TASK DESCRIPTION ▸
Answer these questions using the shipwreck report below:
1. About how long was the rescued sailor in the water?
2. How many sailors did the rescue team save late Thursday night from the covered raft?
3. Which vessel took the survivor aboard?

SELECTED EXCERPT ▸
■ ■ ■ ■

Rescuers Seek More Survivors in Shipwreck

HALIFAX, Nova Scotia (Reuters) - A frigid sailor clinging to his dead
shipmate was plucked from the North Atlantic Friday as rescuers searched
for survivors of a ship that sank in stormy seas, killing at least four.

"He was hanging on to the other one," a weary Dan Bedell said from Canada's
Rescue Coordination Center in Halifax.

The sailor, suffering from extreme hypothermia, was rescued after almost 18
hours in the water. Four others, including the one he was hanging onto,
have now been found dead. Another was still missing late Friday morning.

Late Thursday night the multinational rescue team had saved nine other
sailors who had managed to get into a covered raft as they abandoned the
bulk carrier Vanessa at around noon EDT, and thus had not been in the
chilly waters.

The six members of the 15-man crew who did not make it onto rafts were
apparently swept overboard with only lifejackets and no thermal insulation,
Lt. Cmdr. Glenn Chamberlain said from the Rescue Center in Halifax.

The survivor, who had been bobbing in water of about 62 F, was taken aboard
the Canadian patrol vessel Cape Roger shortly before 6 a.m. EDT.

"One has survived and that definitely gives us hope," Chamberlain said.

Search-and-rescue medical experts were parachuted in to the boat to try to
warm him up and stabilize his condition.

■ ■ ■ ■

INPUT DATA ▸

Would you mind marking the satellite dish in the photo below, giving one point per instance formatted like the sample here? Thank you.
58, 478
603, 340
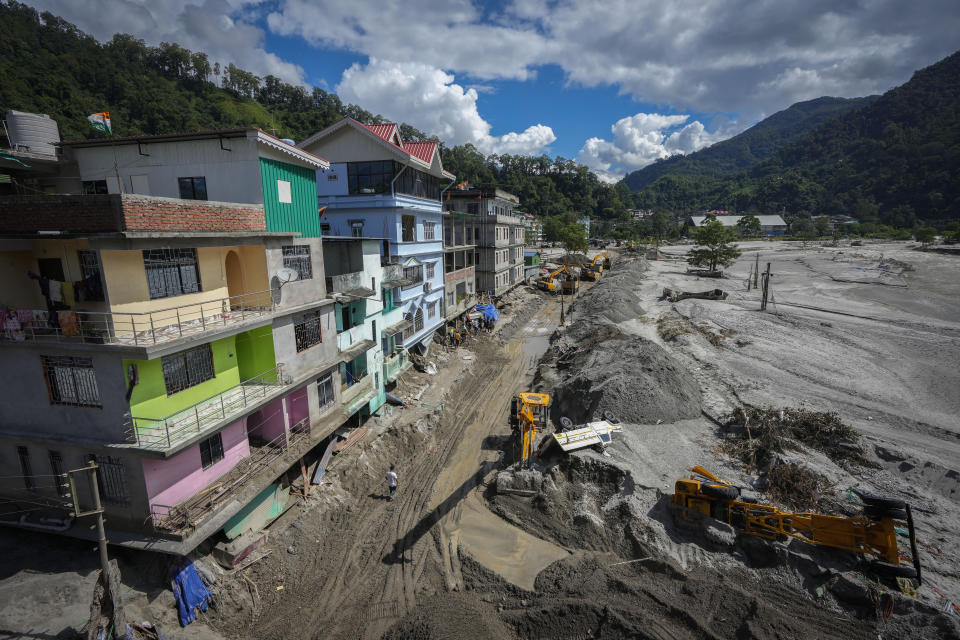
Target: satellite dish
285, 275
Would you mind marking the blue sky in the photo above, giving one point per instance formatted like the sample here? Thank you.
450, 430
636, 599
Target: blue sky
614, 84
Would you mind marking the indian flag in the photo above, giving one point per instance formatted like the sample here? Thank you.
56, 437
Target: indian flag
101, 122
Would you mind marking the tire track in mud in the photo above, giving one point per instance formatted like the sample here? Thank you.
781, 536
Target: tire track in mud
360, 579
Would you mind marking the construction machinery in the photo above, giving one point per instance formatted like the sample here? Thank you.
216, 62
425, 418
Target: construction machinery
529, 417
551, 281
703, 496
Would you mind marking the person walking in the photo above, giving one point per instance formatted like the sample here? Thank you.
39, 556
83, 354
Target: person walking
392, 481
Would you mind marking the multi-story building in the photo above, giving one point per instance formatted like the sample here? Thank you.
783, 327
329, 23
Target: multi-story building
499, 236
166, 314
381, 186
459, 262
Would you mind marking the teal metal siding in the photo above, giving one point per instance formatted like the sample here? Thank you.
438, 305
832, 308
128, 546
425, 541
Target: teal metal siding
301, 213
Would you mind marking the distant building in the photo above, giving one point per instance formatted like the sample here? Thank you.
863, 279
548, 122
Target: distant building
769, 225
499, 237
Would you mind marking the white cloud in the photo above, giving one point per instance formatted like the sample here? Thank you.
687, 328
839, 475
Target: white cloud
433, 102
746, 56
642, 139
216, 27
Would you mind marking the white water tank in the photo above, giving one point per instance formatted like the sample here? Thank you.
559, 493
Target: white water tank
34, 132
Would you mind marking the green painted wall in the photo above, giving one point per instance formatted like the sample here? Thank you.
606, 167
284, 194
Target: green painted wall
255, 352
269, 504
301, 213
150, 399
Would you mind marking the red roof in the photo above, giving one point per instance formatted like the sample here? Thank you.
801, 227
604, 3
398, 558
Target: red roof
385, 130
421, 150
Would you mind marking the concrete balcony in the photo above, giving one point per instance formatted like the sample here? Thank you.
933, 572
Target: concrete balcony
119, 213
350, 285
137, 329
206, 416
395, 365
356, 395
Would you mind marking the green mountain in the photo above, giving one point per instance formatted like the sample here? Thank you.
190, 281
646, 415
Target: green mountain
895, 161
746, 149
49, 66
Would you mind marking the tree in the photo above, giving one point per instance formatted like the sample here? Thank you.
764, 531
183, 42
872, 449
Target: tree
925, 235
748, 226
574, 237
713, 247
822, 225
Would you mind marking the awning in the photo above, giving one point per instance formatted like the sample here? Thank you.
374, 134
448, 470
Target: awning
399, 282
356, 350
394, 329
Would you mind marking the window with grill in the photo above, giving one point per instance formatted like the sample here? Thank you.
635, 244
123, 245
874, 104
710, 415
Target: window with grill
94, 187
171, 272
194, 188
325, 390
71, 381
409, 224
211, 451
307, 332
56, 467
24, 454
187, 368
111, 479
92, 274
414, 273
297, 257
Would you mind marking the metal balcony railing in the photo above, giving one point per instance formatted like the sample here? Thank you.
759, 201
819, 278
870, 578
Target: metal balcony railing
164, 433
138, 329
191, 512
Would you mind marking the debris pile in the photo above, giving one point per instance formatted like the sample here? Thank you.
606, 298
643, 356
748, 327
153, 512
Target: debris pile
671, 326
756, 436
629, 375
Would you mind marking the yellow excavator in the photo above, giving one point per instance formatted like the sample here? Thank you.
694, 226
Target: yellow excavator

■ ■ ■ ■

FINISHED TASK ▸
1. Almost 18 hours.
2. Nine.
3. The Canadian patrol vessel Cape Roger.